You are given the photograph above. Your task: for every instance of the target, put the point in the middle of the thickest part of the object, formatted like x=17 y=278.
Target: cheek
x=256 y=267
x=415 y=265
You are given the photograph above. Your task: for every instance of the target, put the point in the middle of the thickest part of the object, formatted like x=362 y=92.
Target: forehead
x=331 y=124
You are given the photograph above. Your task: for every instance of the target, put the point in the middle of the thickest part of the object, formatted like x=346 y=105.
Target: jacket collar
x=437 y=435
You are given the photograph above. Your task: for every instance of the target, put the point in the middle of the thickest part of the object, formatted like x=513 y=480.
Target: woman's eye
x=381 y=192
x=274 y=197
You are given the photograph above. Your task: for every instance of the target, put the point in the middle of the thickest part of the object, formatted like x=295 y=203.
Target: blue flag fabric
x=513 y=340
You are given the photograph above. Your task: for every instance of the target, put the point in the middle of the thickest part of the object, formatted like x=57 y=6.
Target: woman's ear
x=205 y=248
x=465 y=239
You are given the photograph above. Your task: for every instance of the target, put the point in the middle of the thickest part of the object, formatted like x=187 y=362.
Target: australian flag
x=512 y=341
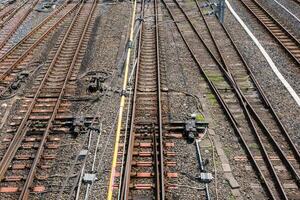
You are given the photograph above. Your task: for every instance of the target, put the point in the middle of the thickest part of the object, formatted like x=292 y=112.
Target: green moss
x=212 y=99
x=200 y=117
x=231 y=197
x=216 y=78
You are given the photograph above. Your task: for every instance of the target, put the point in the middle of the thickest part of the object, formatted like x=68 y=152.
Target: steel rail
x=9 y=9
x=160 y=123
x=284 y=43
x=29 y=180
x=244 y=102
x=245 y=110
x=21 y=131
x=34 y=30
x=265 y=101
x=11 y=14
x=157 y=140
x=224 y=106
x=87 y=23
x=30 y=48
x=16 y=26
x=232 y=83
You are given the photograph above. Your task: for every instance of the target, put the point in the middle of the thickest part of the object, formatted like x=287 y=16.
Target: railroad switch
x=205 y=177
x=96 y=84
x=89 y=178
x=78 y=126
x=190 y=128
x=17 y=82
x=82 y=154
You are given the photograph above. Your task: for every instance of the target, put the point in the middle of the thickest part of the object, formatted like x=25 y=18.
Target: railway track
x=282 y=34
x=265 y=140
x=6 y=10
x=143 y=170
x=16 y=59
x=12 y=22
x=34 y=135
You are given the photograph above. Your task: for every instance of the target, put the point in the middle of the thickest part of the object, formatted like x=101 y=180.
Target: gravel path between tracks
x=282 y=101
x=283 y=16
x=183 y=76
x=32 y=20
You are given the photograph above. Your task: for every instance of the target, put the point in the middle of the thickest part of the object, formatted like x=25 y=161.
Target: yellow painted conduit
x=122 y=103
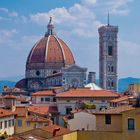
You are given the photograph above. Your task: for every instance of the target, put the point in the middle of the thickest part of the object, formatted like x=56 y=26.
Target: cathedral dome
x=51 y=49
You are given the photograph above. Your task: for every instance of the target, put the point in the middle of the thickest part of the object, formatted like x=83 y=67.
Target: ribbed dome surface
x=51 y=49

-*-*-

#### [WORK TO COMPLETE]
Output all the material verbatim, skipping every image.

#### [EXERCISE OUTPUT]
You are given the photograph above. Your task: for every instance of the target, put the point in the middle of the thickest part of the object, formatted like x=17 y=278.
Target: cheek
x=256 y=267
x=415 y=265
You are given the photograph above. Your task: for every instance of the target, put the point in the middle of the thickest part of the object, formatted like x=362 y=92.
Target: forehead
x=331 y=124
You are given the photograph above. Your task: for every instance of the target, put the point in the middle of the thickest part of the object, formatted like x=346 y=105.
Target: jacket collar
x=437 y=435
You are given the photograph above. Your task: for every instance of the target, put the point in the middle of the thickest part of the object, formatted like x=513 y=480.
Target: woman's eye
x=381 y=192
x=274 y=197
You are given the photograph above. Your task: for every instance of the target, put the point in the middle of the thickest part of the object, formatted like x=295 y=203.
Target: blue flag fabric
x=513 y=340
You are given the photograph above. Your task: for every instance of the target, put the point in the middle of the thickest part of the object, formatted like x=57 y=6.
Target: woman's ear
x=205 y=248
x=465 y=239
You are given the photograph above. Your task: for every instance of the target, put the point in the middle of the thickest part of the object, formatted like x=187 y=362.
Target: australian flag
x=512 y=341
You are given the photograph above. Your task: for every instance of the target, put the point in the middle of the thickest part of the object, formatted like x=292 y=112.
Target: green moss
x=212 y=99
x=200 y=117
x=231 y=197
x=216 y=78
You are given the photograph above. Your task: for every instance of the target, put the point in the middle of the thickest part of the object, formatted like x=68 y=152.
Target: steel rail
x=9 y=9
x=160 y=123
x=284 y=43
x=29 y=180
x=244 y=102
x=245 y=110
x=21 y=131
x=34 y=30
x=265 y=101
x=11 y=14
x=157 y=140
x=224 y=106
x=87 y=23
x=30 y=48
x=16 y=26
x=232 y=83
You are given the photograph above. Your task: for every instance of the target, put the point in the middle of the thickest part of the object, formatted like x=287 y=16.
Target: railroad switch
x=205 y=177
x=96 y=84
x=89 y=178
x=78 y=126
x=190 y=128
x=17 y=82
x=82 y=154
You are given the photograph above. Your task: for every instance of the target, put the point in the middle of the thickest part of the object, formatted like x=25 y=18.
Target: railway track
x=282 y=34
x=265 y=140
x=6 y=10
x=143 y=170
x=16 y=59
x=12 y=22
x=34 y=135
You are given the photograph above. Your task: for every instance of the target, put the point in the middle of the thickest part of the object, formatted like x=101 y=180.
Target: gravel path between tracks
x=282 y=101
x=283 y=16
x=183 y=76
x=32 y=20
You are given the photograph above. Your task: for every instance of the target, put the point in the middle of the thickest part of the object, formatted like x=25 y=161.
Target: yellow painted conduit
x=122 y=103
You are given the photograph above. Your task: for every instance of the target, put the point in the middle of the thickest part of the object, formatted like x=56 y=26.
Target: cathedral dome
x=51 y=49
You are given the photograph above. Your task: for every instance of the target, put the point in the middle of the thickest part of the object, formatted like x=83 y=67.
Target: ribbed dome surface
x=51 y=49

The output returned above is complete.